Sayfa metni:
· · · ·
İlk kitabın yarısında ne gördüysek filmde de onu görüyoruz açıkçası. Atreidesler’in Caladan’ıyla açtık filmi, Harkonnenler’e ve Sardaukar’lara birkaç dakika, küçük ölçekte göz atabildik ve sonra Arrakis’e geçtik. Arrakis’i övmeye başlarsam duramam diye korkuyorum ve bu, bir spoiler‘sız inceleme için iyi olmayacaktır. Şöyle diyeyim, belki Arrakis dışındaki üç yeri arka planda gördük ama cidden ete kemiğe bürünmüşlerdi ve Villeneuve de elini korkak alıştırmayıp geniş geniş planlardan çektiği için, her biri ayrı bir heybet uyandırıyor.
Yönetmen, gezegenlerin yanında kullanılan teknolojiye ve uzay araçlarına özel yatırım yapmış. Her biri farklı, her biri diğerinden ilgi çekici ve her birinin, her hamlesini dikkatle izlemek geliyor içinizden. İki gezegenin yahut iki hanedanın taşıtı birbirinden tek bakışta ayrılacak kadar güzel detaylandırılmış, bu sahneler de filmin içerisinde özellikle etkileyici duruyorlar hâliyle.
· · · ·
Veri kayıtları

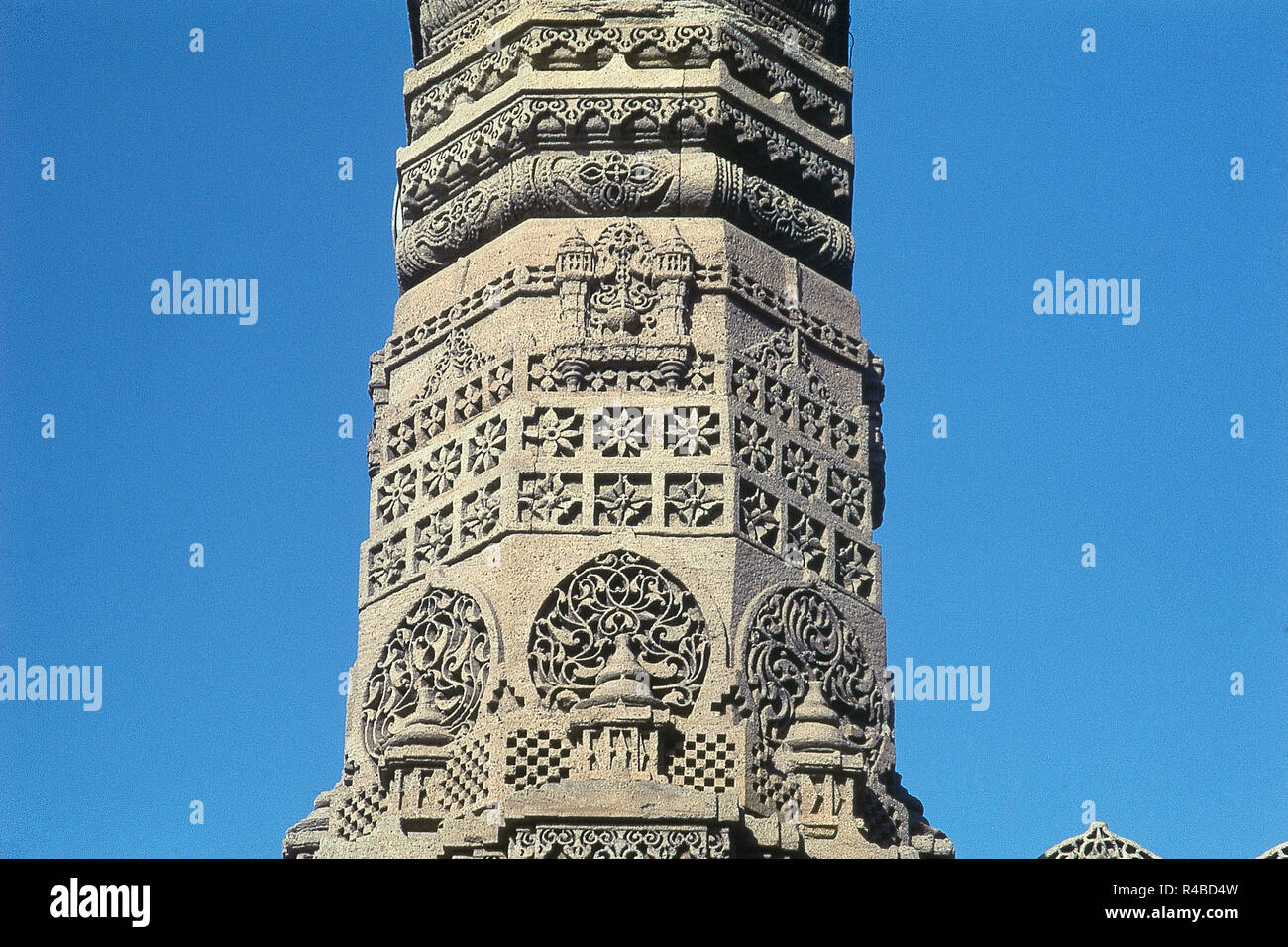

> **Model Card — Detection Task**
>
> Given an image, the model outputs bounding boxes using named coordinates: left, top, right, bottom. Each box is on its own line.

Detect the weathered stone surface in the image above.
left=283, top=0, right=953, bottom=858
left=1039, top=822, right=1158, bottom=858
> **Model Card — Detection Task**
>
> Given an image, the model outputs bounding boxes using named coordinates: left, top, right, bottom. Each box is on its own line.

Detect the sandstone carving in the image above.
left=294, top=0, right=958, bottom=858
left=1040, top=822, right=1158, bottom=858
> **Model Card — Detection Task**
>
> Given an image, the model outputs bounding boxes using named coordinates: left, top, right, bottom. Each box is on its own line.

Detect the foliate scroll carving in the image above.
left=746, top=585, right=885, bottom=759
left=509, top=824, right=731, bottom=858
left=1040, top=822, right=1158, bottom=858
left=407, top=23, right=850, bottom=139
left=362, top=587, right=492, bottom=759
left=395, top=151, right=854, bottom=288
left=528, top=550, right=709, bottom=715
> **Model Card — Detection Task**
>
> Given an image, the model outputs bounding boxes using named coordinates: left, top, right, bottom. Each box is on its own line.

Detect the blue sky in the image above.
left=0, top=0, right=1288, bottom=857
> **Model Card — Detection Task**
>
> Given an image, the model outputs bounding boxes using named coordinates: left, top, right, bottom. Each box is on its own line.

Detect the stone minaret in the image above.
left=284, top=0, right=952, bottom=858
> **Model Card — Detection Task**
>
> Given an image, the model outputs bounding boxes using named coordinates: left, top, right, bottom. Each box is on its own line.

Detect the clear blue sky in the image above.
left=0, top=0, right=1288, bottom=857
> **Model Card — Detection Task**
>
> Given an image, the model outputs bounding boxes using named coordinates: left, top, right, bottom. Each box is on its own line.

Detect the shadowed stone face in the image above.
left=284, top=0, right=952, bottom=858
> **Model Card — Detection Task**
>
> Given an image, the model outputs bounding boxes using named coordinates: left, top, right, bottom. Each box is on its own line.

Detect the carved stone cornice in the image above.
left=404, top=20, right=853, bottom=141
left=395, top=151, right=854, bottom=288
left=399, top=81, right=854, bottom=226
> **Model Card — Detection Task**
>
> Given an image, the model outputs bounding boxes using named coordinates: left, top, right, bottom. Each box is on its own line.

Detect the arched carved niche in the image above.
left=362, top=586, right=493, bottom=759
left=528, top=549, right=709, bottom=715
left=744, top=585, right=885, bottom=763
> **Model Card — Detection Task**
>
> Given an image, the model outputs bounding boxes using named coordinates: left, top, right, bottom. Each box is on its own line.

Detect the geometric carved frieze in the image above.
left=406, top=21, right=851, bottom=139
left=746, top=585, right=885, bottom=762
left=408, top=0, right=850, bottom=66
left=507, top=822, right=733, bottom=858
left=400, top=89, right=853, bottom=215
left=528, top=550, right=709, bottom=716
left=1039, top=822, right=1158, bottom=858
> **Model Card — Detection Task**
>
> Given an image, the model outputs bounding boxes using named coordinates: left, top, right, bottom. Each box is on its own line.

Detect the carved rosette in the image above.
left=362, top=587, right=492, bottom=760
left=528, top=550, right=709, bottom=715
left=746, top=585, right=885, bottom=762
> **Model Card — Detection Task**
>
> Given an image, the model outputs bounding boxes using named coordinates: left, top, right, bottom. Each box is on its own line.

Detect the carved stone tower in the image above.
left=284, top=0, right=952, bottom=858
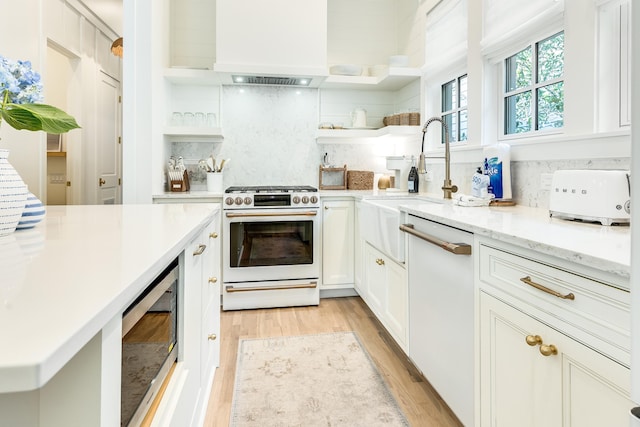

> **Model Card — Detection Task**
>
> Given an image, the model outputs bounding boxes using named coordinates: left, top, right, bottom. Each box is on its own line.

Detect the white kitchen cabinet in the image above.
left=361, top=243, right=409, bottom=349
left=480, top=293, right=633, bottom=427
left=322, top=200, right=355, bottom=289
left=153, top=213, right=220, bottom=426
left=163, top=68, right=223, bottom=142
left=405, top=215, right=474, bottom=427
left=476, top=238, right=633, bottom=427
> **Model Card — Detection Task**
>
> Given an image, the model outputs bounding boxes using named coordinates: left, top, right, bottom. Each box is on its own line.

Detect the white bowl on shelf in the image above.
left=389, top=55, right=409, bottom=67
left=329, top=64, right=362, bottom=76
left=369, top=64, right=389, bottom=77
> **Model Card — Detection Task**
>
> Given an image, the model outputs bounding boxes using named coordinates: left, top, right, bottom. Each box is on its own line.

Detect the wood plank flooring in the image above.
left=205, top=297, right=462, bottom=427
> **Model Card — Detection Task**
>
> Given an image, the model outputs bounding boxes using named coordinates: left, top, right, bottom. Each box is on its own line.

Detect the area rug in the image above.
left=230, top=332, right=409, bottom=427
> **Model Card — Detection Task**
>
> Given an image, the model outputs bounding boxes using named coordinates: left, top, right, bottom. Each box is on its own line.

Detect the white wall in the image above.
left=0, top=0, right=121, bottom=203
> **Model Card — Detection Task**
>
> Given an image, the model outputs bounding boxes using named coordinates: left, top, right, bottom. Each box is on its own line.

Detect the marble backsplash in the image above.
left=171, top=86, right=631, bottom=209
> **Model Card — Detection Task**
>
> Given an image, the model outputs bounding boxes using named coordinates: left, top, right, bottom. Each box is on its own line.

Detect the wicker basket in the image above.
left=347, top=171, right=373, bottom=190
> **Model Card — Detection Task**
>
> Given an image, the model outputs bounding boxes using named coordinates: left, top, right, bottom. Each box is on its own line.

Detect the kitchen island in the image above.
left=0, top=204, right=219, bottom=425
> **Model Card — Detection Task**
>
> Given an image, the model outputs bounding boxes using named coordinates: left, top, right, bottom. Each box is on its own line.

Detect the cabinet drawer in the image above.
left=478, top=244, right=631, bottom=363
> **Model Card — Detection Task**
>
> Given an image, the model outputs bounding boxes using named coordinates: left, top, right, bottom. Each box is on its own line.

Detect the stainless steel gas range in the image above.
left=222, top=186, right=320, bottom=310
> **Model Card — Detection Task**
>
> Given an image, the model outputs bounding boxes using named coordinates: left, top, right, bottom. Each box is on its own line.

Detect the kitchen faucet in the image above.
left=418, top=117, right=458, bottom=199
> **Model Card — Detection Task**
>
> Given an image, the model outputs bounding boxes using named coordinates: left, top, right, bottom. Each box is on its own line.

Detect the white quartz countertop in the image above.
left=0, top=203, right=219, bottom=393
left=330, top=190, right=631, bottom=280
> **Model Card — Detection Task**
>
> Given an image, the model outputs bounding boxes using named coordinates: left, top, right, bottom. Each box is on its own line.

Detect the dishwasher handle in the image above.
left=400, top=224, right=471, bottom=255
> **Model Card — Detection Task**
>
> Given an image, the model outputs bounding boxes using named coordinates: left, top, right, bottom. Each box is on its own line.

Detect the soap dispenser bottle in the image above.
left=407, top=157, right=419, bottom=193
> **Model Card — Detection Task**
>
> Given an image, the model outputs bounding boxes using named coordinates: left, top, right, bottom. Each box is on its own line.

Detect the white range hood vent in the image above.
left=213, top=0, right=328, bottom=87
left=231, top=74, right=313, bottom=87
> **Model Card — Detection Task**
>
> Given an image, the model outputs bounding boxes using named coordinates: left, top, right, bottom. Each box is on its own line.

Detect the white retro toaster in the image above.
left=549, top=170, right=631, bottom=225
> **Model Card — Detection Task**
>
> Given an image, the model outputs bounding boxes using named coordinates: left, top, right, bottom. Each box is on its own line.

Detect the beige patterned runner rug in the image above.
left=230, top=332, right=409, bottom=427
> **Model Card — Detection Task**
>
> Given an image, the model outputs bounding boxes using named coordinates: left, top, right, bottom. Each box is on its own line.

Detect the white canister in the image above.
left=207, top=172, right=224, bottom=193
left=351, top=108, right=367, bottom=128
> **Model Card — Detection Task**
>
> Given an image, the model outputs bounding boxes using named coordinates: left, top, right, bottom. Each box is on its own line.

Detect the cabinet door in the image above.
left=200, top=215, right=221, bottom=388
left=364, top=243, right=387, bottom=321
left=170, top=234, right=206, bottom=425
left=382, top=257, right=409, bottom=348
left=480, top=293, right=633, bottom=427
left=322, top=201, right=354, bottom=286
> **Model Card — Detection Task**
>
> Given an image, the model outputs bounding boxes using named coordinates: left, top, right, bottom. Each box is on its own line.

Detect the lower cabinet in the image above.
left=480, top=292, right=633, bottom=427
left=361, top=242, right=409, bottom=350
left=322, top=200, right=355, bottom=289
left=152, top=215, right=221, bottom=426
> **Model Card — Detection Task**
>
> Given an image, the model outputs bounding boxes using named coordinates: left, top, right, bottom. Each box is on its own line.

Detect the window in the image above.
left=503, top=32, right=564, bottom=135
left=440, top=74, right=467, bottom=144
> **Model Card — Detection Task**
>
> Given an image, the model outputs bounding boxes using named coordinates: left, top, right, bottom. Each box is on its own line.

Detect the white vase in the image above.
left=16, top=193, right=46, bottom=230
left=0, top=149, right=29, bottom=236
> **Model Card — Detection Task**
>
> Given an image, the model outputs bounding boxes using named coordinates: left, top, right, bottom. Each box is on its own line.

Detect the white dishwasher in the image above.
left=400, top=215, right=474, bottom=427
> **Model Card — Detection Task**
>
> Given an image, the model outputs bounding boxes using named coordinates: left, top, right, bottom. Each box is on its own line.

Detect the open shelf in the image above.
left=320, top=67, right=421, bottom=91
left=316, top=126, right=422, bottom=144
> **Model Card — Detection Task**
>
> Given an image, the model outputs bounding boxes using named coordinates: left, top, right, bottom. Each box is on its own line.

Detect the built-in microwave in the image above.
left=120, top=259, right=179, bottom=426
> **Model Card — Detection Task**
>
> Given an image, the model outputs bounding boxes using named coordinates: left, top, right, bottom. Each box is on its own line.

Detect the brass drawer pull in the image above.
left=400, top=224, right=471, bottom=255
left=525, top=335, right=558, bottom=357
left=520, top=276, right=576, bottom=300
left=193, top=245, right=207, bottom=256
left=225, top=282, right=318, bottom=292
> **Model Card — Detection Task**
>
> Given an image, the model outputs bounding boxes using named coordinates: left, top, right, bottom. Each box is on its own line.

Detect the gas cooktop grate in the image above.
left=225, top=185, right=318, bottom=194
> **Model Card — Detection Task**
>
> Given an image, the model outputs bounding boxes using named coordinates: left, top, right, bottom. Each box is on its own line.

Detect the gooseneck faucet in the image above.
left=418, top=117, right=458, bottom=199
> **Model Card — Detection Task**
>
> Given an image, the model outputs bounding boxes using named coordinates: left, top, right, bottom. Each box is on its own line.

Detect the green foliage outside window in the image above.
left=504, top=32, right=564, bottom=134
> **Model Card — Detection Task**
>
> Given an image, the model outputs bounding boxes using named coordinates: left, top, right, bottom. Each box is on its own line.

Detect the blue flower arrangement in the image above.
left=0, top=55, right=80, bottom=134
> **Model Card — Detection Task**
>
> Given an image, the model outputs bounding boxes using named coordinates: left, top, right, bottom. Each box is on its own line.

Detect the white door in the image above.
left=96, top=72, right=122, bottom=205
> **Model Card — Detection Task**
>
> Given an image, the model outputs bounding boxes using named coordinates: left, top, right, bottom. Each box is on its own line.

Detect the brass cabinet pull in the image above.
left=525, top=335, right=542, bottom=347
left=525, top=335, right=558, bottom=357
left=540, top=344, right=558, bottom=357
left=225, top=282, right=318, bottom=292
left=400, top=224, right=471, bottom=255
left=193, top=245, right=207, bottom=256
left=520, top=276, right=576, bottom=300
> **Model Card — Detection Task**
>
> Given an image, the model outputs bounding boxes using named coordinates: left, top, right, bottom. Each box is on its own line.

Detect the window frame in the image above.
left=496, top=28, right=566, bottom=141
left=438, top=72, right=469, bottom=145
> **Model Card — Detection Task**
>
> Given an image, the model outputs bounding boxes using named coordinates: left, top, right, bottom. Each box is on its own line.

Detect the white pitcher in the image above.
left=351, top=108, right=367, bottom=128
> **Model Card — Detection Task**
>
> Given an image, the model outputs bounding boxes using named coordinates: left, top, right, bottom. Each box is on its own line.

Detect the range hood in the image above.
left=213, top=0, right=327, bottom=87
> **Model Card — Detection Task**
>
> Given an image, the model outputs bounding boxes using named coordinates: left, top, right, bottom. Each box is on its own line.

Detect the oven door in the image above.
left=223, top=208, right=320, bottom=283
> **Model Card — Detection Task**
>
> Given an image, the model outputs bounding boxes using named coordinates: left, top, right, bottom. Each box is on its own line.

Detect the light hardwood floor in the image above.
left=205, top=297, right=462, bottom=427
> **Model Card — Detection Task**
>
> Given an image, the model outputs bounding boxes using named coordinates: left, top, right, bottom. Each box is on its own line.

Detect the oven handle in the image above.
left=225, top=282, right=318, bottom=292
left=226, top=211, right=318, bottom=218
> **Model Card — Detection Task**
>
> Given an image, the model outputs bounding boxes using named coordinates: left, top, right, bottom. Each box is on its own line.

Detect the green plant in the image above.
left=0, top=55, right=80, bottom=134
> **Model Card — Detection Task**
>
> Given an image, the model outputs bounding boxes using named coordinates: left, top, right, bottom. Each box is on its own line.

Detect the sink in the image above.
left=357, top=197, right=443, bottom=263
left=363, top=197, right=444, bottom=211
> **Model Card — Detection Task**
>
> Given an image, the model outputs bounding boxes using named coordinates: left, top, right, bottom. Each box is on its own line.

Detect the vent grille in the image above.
· · · ·
Yazılı istek: Film incelemesinde "İlk kitabın yarısında" sözlerinin geçtiği yerden başlayıp "bir heybet uyandırıyor." sözlerinden sonra biten kısmı hiçbir şeyini değiştirmeden tekrarla.

Alıştırmanın cevabı:
İlk kitabın yarısında ne gördüysek filmde de onu görüyoruz açıkçası. Atreidesler’in Caladan’ıyla açtık filmi, Harkonnenler’e ve Sardaukar’lara birkaç dakika, küçük ölçekte göz atabildik ve sonra Arrakis’e geçtik. Arrakis’i övmeye başlarsam duramam diye korkuyorum ve bu, bir spoiler‘sız inceleme için iyi olmayacaktır. Şöyle diyeyim, belki Arrakis dışındaki üç yeri arka planda gördük ama cidden ete kemiğe bürünmüşlerdi ve Villeneuve de elini korkak alıştırmayıp geniş geniş planlardan çektiği için, her biri ayrı bir heybet uyandırıyor.